(Entries from a data collection)
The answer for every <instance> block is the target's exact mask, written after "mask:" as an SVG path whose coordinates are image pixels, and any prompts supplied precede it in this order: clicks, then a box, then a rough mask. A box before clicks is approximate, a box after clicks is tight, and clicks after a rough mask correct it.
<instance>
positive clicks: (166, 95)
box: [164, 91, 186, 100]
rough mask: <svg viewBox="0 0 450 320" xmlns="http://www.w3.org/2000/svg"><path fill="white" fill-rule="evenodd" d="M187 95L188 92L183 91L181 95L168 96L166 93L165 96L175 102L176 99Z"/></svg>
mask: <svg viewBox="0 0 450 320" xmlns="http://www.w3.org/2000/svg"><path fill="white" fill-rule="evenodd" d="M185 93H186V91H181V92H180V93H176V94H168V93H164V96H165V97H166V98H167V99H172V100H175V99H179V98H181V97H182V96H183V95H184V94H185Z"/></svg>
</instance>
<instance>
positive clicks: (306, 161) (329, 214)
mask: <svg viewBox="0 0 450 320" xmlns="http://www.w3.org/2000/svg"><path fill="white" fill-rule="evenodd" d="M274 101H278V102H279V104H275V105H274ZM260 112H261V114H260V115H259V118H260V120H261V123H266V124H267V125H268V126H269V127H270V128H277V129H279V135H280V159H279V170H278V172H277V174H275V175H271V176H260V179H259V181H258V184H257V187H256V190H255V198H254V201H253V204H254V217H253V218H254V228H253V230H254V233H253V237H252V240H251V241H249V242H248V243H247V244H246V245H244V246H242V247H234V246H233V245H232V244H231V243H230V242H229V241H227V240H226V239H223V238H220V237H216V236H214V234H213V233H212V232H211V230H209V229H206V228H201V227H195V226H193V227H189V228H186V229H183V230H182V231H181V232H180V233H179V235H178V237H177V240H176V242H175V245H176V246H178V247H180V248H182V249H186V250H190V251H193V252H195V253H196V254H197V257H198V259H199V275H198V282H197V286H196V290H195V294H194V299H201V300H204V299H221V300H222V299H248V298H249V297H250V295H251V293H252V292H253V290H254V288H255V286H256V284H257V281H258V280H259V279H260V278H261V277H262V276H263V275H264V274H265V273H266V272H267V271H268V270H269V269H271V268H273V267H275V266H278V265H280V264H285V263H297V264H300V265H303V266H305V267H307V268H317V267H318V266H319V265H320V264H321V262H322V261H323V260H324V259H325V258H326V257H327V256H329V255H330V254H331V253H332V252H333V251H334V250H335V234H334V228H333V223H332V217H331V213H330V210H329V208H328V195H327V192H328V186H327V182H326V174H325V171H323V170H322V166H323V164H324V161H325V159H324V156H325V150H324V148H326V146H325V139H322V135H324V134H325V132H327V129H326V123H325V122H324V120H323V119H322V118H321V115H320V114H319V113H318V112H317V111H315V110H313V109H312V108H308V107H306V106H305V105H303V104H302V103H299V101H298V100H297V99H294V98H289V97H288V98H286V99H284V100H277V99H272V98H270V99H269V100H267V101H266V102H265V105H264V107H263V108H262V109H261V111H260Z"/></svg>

TRY IT: Please reproduce every entry above verbatim, line for line.

YOUR RESPONSE:
The answer for every <instance> block is the target's exact mask, written after "mask:" as an SVG path whose coordinates are image pixels, and any prompts supplied precede it in this order: clicks, then a box, then a rough mask. A box before clicks is approximate, a box after clicks is tight, and clicks after a rough mask correct it.
<instance>
positive clicks: (166, 95)
box: [164, 91, 186, 100]
rough mask: <svg viewBox="0 0 450 320" xmlns="http://www.w3.org/2000/svg"><path fill="white" fill-rule="evenodd" d="M187 95L188 92L183 91L181 95L168 96L166 93L165 96L175 102L176 99Z"/></svg>
mask: <svg viewBox="0 0 450 320" xmlns="http://www.w3.org/2000/svg"><path fill="white" fill-rule="evenodd" d="M185 93H186V91H181V92H180V93H176V94H168V93H164V96H165V97H166V98H167V99H172V100H175V99H179V98H181V97H182V96H183V95H184V94H185Z"/></svg>
</instance>
<instance>
positive clicks: (306, 161) (329, 214)
mask: <svg viewBox="0 0 450 320" xmlns="http://www.w3.org/2000/svg"><path fill="white" fill-rule="evenodd" d="M274 101H278V102H279V104H275V105H274ZM260 112H261V114H260V115H259V118H260V120H261V123H266V124H267V125H268V126H269V127H270V128H277V129H279V135H280V159H279V170H278V172H277V174H275V175H271V176H260V179H259V181H258V184H257V187H256V190H255V198H254V201H253V204H254V217H253V218H254V228H253V230H254V233H253V237H252V240H251V241H249V242H248V243H247V244H246V245H244V246H242V247H234V246H233V245H232V244H231V243H230V242H229V241H227V240H226V239H223V238H220V237H216V236H214V234H213V233H212V232H211V230H209V229H206V228H201V227H195V226H193V227H189V228H186V229H183V230H182V231H181V232H180V233H179V235H178V237H177V240H176V242H175V245H176V246H178V247H180V248H182V249H186V250H190V251H193V252H195V253H196V254H197V257H198V259H199V275H198V282H197V286H196V290H195V294H194V299H201V300H204V299H221V300H222V299H248V298H249V297H250V295H251V293H252V292H253V290H254V288H255V286H256V284H257V281H258V280H259V279H260V278H261V277H262V276H263V275H264V274H265V273H266V272H267V271H268V270H269V269H271V268H273V267H275V266H278V265H280V264H285V263H297V264H300V265H303V266H305V267H307V268H317V267H318V266H319V265H320V264H321V262H322V261H323V260H324V259H325V258H326V257H327V256H329V255H330V254H331V253H332V252H333V251H334V250H335V234H334V228H333V223H332V217H331V213H330V210H329V208H328V195H327V192H328V186H327V182H326V174H325V171H323V170H322V166H323V164H324V161H325V159H324V156H325V150H324V148H326V146H325V139H322V135H324V134H325V132H327V129H326V123H325V122H324V120H323V119H322V118H321V115H320V114H319V113H318V112H317V111H315V110H313V109H312V108H308V107H306V106H305V105H303V104H302V103H299V101H298V100H297V99H294V98H289V97H288V98H286V99H284V100H277V99H272V98H270V99H269V100H267V101H266V102H265V105H264V107H263V108H262V109H261V111H260Z"/></svg>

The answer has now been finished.